Reading passage:
▬▬▬▬▬▬
After reading the other stories posted here, it is apparent that my experiences are not completely different from those I have read. It was a bit surprising (well, not really) that no one else seems to have suffered from or grown up as a youth with “severe epispadias. ” I was also surprised to see that what seemed to be a large number of gay men writing the stories, which as one mentioned in itself, there would certainly seem to be a strong case for homosexuality and these two types of birth defects. Any doctors looking for a new book topic?
Growing up was more difficult than most, I believe. Six surgeries that transpired from being a new born to teenager. A seventh was to be in the works, but frankly my trust for doctors as a whole and my own parents made it virtually impossible for me to go under the knife again. And since this surgery was to be elective, well let’s just say it never happened.
From the normal wetting problems as a young boy to the ever growing concerns of never seeming to be the same as the other boys (and then young men), there have been self-conscious issues with me throughout my life. By the time I was in high school and the standard boys locker room requirements with physical education classes, it’s no wonder the other boys thought (or knew) I was gay before I did. After all, how could I not stare at them when they were so different from me?
▬▬▬▬▬▬
Entries provided:
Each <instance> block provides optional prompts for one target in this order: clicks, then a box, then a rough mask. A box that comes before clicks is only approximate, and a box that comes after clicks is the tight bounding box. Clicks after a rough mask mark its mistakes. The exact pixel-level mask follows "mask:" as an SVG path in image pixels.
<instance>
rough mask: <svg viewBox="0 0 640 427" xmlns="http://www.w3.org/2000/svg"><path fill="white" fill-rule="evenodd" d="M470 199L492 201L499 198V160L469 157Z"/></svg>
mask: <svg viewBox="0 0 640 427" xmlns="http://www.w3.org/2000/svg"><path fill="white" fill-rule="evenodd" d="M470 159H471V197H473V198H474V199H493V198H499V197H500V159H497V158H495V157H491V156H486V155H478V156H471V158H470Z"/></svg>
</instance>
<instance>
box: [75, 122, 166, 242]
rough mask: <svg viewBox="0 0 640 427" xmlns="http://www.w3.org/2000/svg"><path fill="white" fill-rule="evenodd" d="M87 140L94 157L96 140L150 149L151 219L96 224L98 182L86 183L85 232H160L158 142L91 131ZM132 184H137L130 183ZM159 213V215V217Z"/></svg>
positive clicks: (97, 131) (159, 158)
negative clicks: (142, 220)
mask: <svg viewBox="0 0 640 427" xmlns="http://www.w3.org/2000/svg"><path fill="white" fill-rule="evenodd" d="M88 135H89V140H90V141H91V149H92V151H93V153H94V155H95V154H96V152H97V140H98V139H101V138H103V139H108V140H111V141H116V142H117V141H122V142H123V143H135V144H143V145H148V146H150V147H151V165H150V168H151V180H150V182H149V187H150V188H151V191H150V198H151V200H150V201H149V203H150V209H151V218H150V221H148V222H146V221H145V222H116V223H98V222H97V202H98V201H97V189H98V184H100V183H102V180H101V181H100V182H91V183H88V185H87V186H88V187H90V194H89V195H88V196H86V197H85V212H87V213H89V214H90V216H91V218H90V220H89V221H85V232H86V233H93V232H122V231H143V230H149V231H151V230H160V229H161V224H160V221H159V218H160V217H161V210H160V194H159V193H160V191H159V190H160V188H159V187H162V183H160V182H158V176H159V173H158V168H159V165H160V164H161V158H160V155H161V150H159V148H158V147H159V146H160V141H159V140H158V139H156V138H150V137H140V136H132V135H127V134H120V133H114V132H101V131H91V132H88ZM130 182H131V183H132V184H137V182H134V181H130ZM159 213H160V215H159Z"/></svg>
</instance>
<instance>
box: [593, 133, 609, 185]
▬▬▬▬▬▬
Task set:
• a. Repeat word for word the part of the account of growing up with epispadias that opens with the words containing "Growing up was" and closes with "different from me?".
• b. Keep writing the account of growing up with epispadias, picking up right after its final sentence.

Task-by-task outputs:
• a.
Growing up was more difficult than most, I believe. Six surgeries that transpired from being a new born to teenager. A seventh was to be in the works, but frankly my trust for doctors as a whole and my own parents made it virtually impossible for me to go under the knife again. And since this surgery was to be elective, well let’s just say it never happened.
From the normal wetting problems as a young boy to the ever growing concerns of never seeming to be the same as the other boys (and then young men), there have been self-conscious issues with me throughout my life. By the time I was in high school and the standard boys locker room requirements with physical education classes, it’s no wonder the other boys thought (or knew) I was gay before I did. After all, how could I not stare at them when they were so different from me?

• b.
Needless to say, adulthood has not improved much. There have certainly been one or two men that had their special place, but for the most part I tend to find myself alone. If anyone out there thinks that boys can be cruel, they have no idea how cruel other men can be. I would have to presume that if I were heterosexual, the same would be said for the women. I mean after all, it’s all about size no matter what the sex… isn’t it!
Not having read a story posted here from anyone that seemed to have a similar condition, I can honestly say that the emotional and psychological scars are as difficult as or possibly more difficult to deal with throughout life than the physical ones. Anyone who thinks differently does not know what they are talking about, nor has the experience to know any better.
But for now, thanks for letting me post my story. Perhaps this will have a positive end result or at least stem another story or two. So for now, my best to those who took the time to read what I had to say.